Material provided -
*****
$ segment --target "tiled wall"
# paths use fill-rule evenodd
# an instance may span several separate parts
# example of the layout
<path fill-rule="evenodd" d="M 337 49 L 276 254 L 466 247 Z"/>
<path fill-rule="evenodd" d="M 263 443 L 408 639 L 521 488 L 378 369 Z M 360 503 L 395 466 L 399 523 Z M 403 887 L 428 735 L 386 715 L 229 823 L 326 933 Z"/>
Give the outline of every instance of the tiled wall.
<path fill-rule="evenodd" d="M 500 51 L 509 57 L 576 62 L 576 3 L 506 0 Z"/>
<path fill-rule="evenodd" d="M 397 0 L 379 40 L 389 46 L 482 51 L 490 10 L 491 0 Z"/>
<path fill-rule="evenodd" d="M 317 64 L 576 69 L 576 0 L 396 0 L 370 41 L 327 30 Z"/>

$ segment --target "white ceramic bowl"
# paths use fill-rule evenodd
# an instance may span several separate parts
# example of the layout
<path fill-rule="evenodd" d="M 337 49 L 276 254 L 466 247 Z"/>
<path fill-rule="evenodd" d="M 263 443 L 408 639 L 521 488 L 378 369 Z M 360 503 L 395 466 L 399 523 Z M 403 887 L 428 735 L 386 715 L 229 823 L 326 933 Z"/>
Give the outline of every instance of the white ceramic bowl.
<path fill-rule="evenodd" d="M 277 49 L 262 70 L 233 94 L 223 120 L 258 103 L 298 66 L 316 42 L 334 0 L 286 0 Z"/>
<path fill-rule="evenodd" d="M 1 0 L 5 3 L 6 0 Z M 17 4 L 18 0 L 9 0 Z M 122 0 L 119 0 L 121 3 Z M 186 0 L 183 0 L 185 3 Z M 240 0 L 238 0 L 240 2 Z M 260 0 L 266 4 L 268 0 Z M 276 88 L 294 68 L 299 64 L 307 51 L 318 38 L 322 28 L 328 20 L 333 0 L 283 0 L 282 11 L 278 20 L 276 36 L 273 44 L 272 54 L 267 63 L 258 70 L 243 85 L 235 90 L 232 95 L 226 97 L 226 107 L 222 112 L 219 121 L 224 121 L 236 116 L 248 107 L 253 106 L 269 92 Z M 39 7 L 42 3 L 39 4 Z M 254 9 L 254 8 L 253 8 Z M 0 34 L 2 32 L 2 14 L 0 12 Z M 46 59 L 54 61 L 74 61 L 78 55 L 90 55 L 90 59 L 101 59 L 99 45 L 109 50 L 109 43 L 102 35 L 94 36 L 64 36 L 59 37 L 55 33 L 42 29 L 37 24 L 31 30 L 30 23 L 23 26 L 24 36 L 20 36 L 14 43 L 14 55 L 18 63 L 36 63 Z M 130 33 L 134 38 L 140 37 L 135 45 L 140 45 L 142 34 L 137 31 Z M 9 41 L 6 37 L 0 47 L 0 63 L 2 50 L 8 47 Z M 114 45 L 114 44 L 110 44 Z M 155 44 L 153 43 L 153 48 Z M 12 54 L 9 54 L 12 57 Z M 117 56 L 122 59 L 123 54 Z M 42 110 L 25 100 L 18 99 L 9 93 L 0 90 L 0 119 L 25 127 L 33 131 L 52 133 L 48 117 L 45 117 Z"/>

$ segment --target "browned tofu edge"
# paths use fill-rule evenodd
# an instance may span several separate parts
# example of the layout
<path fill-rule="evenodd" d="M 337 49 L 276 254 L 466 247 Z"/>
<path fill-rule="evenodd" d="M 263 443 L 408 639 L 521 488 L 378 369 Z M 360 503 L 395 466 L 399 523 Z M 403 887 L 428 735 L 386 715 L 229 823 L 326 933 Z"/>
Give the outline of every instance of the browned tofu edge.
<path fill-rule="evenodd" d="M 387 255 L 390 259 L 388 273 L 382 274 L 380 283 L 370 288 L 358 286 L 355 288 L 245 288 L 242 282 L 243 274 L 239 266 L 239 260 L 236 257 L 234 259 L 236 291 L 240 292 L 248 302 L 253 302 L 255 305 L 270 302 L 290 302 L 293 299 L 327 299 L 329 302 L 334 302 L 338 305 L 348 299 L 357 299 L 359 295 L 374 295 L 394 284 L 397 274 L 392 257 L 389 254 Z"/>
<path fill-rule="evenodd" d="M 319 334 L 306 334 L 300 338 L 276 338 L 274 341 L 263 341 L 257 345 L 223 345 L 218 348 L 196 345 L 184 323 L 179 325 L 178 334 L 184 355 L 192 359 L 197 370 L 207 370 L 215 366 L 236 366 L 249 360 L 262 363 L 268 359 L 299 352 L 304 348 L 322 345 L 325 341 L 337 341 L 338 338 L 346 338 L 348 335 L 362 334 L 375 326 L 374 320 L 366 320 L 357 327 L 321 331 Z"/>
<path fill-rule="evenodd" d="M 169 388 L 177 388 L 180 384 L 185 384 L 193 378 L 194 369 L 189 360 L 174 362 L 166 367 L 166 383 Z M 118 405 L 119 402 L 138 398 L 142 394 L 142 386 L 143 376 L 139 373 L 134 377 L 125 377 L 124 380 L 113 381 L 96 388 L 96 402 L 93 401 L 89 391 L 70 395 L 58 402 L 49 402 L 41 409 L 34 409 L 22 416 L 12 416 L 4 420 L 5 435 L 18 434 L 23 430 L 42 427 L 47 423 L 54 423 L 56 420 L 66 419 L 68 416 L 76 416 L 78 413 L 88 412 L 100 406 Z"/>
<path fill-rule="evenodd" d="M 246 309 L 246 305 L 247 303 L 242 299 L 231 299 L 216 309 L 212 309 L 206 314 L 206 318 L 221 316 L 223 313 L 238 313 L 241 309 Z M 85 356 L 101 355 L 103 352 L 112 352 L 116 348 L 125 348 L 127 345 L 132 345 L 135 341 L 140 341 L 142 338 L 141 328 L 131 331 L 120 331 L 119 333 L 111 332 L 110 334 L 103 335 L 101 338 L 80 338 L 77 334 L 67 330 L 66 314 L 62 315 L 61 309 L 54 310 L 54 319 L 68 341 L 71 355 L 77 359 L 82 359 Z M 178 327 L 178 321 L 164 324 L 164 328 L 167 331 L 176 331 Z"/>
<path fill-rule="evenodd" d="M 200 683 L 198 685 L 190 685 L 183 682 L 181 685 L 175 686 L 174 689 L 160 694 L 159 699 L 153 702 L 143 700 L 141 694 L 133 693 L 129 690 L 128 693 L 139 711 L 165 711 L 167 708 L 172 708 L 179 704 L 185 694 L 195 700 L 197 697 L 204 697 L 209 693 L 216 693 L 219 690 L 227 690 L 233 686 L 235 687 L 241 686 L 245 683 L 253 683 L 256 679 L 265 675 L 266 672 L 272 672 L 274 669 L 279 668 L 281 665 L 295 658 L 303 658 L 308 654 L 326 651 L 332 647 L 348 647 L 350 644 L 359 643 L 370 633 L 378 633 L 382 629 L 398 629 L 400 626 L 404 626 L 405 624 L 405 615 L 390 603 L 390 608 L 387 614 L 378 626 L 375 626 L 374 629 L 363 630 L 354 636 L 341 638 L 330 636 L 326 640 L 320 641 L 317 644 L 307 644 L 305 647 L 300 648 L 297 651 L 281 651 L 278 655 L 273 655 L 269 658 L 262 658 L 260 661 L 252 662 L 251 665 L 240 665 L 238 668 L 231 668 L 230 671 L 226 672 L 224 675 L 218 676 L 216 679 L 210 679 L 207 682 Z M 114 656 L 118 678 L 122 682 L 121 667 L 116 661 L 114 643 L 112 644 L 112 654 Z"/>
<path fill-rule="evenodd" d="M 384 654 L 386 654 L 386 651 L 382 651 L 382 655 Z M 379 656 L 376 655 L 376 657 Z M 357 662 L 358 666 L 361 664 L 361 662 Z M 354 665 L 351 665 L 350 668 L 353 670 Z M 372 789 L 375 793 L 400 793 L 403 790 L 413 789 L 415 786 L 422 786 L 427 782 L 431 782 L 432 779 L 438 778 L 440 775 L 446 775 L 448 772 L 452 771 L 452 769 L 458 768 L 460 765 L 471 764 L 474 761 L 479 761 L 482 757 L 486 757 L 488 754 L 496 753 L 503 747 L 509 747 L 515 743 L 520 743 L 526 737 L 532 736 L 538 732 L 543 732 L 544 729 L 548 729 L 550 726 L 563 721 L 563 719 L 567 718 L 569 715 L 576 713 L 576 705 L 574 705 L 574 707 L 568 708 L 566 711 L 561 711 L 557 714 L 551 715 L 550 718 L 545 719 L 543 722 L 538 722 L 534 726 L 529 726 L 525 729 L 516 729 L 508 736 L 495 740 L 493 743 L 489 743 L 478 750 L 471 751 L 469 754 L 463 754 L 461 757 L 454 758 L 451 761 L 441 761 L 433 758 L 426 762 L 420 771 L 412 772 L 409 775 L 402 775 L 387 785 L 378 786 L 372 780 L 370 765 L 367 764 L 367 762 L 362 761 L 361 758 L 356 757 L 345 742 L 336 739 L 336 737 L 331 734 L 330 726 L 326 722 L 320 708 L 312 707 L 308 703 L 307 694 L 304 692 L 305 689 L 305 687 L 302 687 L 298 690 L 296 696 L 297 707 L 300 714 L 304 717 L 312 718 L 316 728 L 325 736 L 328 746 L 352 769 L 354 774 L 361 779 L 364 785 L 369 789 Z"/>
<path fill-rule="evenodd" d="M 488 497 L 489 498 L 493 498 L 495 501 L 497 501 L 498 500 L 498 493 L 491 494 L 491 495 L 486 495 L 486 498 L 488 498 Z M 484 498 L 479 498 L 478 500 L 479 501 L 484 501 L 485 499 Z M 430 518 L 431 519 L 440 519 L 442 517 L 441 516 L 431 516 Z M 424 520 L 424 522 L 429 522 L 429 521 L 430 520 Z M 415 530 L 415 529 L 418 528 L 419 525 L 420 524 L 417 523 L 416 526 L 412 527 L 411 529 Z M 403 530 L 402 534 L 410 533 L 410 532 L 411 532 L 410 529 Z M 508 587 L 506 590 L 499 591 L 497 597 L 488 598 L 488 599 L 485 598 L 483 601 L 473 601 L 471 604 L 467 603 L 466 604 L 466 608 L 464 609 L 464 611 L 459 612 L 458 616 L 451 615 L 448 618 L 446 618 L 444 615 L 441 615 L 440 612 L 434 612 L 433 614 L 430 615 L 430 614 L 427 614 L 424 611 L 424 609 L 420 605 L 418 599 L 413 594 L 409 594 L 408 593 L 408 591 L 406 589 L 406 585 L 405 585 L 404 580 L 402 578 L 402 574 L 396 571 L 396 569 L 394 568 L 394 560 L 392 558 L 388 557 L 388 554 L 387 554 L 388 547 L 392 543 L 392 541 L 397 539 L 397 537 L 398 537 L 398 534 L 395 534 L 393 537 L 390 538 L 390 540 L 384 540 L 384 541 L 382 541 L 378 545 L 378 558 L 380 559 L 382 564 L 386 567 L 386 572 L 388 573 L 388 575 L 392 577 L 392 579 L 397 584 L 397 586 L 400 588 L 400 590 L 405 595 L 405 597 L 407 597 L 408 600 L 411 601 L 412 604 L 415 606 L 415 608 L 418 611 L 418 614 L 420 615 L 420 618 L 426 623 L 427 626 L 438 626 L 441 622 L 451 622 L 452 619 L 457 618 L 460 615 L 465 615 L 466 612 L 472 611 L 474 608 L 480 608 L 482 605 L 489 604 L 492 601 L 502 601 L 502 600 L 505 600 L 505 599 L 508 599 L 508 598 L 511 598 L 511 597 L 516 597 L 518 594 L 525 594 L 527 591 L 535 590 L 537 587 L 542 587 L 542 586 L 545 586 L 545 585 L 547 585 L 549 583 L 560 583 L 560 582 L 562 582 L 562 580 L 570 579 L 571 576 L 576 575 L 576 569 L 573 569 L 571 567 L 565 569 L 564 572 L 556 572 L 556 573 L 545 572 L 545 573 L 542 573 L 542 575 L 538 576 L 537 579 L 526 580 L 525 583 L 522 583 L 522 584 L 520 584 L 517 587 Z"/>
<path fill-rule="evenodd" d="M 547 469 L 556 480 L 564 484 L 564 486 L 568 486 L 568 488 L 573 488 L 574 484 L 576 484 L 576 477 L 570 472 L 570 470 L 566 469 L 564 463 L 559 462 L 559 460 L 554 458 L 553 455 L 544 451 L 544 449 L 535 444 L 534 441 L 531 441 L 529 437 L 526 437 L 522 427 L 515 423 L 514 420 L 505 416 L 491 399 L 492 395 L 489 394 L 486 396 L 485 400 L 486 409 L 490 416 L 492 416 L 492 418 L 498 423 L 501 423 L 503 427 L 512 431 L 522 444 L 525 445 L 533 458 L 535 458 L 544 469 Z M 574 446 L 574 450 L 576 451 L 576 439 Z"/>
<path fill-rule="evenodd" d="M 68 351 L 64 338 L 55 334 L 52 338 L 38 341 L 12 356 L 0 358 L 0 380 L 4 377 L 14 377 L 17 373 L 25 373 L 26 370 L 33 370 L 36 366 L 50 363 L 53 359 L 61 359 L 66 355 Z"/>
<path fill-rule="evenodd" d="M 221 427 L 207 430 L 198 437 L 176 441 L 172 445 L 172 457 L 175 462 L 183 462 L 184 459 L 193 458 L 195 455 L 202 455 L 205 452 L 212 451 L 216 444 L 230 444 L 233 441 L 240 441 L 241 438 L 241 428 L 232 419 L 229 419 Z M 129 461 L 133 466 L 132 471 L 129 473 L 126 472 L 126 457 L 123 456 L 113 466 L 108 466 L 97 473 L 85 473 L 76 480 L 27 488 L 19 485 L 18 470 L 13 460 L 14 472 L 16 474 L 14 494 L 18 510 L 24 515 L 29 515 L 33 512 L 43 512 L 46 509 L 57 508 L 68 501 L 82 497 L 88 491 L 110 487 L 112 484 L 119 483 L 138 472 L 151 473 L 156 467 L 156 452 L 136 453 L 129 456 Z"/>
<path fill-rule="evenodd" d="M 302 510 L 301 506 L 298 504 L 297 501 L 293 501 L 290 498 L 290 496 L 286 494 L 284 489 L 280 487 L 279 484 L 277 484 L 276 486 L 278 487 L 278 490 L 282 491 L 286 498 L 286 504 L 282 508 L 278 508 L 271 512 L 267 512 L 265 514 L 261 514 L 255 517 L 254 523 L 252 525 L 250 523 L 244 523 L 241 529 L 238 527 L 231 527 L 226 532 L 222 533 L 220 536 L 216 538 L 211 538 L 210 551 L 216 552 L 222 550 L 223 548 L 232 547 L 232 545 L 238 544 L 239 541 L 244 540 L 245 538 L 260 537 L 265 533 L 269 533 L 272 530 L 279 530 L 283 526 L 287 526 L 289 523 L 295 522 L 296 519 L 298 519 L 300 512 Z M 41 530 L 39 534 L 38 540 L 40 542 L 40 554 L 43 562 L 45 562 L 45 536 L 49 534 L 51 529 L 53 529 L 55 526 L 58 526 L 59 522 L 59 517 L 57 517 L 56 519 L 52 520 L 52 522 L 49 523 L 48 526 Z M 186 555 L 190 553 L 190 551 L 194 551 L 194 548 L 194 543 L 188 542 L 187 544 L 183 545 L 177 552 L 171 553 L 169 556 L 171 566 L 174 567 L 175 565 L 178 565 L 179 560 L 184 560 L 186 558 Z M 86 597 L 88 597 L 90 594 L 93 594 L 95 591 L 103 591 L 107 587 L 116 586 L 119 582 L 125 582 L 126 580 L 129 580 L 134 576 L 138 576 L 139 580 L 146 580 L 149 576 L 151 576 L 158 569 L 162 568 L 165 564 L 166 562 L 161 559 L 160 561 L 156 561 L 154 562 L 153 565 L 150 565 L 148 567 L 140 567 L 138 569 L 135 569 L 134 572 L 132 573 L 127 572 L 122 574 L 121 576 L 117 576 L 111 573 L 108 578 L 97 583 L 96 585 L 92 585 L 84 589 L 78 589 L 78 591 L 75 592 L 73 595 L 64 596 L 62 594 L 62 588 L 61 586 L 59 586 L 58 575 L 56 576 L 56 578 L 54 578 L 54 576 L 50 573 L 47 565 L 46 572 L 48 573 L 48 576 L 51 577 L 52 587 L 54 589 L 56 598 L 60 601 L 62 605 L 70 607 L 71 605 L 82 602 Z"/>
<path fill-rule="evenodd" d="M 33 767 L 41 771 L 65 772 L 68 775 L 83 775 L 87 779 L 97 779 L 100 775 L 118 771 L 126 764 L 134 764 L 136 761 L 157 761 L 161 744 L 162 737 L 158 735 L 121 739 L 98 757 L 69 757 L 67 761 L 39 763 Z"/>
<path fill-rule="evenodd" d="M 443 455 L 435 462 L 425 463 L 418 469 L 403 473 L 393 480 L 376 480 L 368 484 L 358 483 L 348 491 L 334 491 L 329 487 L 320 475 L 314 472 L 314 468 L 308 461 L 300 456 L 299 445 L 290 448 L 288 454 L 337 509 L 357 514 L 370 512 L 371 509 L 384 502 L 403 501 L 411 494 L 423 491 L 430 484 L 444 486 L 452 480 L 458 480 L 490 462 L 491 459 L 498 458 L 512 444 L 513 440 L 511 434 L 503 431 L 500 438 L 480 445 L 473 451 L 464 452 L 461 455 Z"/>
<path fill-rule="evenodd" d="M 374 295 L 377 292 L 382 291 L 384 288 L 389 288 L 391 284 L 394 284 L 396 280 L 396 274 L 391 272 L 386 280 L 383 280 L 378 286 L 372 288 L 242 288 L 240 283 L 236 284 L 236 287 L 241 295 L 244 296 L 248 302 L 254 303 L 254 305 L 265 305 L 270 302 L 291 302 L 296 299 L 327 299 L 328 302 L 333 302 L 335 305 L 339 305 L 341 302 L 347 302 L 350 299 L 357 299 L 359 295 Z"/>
*****
Wherever a line of the records above contains the string "target", copy that line out.

Solution -
$ segment --target "tiled wall"
$ segment --target "white ceramic bowl"
$ segment --target "browned tofu edge"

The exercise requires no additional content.